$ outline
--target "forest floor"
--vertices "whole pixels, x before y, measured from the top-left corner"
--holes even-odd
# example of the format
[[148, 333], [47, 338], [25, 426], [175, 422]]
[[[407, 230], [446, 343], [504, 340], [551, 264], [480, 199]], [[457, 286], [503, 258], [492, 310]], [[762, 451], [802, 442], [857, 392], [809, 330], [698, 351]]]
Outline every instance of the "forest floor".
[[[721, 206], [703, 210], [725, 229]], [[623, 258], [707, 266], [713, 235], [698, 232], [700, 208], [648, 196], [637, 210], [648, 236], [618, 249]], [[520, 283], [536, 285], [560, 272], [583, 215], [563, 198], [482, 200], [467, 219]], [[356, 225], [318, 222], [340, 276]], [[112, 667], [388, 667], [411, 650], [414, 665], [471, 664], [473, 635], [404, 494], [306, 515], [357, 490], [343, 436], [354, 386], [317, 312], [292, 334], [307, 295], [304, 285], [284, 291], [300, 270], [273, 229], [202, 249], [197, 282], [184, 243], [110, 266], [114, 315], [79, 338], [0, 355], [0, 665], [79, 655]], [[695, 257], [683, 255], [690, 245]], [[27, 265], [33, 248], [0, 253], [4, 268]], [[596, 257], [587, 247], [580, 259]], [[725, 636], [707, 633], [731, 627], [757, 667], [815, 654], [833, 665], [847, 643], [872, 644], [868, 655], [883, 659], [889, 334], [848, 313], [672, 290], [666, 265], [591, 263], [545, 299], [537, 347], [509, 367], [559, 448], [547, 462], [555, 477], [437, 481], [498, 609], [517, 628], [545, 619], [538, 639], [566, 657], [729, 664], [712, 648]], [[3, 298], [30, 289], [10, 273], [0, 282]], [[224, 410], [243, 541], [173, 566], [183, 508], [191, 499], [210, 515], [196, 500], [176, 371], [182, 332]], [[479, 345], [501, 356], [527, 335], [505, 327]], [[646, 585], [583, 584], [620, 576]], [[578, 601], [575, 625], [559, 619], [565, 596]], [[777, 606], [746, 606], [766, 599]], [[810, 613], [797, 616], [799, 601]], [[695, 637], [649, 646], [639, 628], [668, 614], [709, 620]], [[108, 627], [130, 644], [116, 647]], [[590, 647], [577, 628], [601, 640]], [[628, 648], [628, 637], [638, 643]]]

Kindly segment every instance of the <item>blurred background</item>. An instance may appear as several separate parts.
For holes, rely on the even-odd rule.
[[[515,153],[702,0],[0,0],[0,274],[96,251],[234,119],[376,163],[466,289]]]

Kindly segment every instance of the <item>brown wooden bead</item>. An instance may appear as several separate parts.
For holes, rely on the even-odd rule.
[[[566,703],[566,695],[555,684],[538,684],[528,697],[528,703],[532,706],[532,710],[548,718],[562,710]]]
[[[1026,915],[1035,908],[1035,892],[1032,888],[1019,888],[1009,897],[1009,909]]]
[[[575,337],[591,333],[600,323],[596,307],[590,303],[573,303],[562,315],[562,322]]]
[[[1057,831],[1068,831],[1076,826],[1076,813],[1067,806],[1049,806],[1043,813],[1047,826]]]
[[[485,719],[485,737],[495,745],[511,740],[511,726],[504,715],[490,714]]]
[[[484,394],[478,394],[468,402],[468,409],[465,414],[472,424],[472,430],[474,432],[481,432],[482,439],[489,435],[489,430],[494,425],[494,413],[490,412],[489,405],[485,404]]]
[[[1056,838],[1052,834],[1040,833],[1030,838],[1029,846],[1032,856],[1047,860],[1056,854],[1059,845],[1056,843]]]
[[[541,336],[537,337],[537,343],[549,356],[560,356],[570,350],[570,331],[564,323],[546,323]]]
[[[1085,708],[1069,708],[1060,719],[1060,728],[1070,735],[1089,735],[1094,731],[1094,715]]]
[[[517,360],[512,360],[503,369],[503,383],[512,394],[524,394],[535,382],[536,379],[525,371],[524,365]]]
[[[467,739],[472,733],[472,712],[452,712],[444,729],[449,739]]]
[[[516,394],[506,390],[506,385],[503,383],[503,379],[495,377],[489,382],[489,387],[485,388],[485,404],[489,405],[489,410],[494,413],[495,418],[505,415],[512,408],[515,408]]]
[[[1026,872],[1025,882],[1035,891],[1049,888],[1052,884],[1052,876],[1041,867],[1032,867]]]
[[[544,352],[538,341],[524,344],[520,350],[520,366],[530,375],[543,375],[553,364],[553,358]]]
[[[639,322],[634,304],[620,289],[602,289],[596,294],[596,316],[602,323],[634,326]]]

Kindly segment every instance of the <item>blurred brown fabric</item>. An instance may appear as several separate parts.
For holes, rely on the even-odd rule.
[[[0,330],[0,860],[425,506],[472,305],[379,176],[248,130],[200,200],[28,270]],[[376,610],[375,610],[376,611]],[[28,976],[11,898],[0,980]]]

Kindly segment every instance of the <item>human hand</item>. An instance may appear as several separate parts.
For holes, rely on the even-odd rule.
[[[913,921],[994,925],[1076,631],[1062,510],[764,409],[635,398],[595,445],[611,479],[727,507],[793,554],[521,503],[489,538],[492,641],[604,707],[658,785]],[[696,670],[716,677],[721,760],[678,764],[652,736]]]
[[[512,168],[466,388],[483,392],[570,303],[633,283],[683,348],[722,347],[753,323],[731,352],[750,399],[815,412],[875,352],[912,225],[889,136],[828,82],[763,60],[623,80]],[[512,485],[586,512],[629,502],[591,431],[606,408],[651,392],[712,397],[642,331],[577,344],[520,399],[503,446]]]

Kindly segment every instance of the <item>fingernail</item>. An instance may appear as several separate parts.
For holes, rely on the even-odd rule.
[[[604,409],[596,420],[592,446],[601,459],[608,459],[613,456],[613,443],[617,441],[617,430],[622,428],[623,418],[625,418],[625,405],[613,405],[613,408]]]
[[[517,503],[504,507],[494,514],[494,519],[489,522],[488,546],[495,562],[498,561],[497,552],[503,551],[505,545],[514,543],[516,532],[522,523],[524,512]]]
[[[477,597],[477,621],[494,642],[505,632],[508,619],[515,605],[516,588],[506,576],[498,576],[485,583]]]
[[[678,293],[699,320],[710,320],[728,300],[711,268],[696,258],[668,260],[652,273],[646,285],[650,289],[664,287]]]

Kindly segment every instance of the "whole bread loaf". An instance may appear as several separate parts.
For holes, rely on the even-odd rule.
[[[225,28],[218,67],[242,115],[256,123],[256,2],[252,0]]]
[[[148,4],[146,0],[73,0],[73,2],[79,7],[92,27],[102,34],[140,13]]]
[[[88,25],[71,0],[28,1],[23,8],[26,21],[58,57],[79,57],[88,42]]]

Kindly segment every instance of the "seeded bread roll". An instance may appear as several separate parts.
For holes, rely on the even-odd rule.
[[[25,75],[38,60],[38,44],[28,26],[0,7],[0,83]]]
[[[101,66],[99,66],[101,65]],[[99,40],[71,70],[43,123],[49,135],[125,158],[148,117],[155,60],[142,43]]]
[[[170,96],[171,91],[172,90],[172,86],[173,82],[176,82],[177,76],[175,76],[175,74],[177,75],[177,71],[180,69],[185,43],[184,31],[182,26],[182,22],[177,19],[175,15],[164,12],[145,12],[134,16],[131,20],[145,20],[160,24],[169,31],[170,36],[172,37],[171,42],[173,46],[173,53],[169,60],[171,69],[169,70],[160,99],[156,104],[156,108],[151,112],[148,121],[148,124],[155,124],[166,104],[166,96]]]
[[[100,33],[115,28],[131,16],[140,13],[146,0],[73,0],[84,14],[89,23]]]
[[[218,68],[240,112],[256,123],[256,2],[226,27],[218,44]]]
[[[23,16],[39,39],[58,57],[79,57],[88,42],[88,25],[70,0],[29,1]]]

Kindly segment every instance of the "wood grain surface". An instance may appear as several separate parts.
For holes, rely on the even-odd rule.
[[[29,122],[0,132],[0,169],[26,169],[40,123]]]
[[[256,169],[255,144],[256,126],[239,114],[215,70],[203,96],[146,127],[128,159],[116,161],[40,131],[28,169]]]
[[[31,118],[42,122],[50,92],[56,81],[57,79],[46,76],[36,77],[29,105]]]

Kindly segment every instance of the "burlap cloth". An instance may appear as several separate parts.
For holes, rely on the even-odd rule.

#####

▶ [What is expected]: Reproduce the listing verbatim from its first line through the line containing "Outline every instance", including both of those lines.

▶ [Response for this exercise]:
$ outline
--target "forest floor"
--vertices "whole pixels, x before y, measured from the top-left corner"
--holes even-odd
# example of the format
[[148, 333], [47, 338], [25, 426], [175, 422]]
[[[407, 230], [446, 343], [504, 340], [551, 264], [480, 199]], [[457, 286], [503, 258], [492, 310]], [[762, 451], [802, 442], [857, 392], [809, 330], [698, 351]]]
Outline every instance of the "forest floor".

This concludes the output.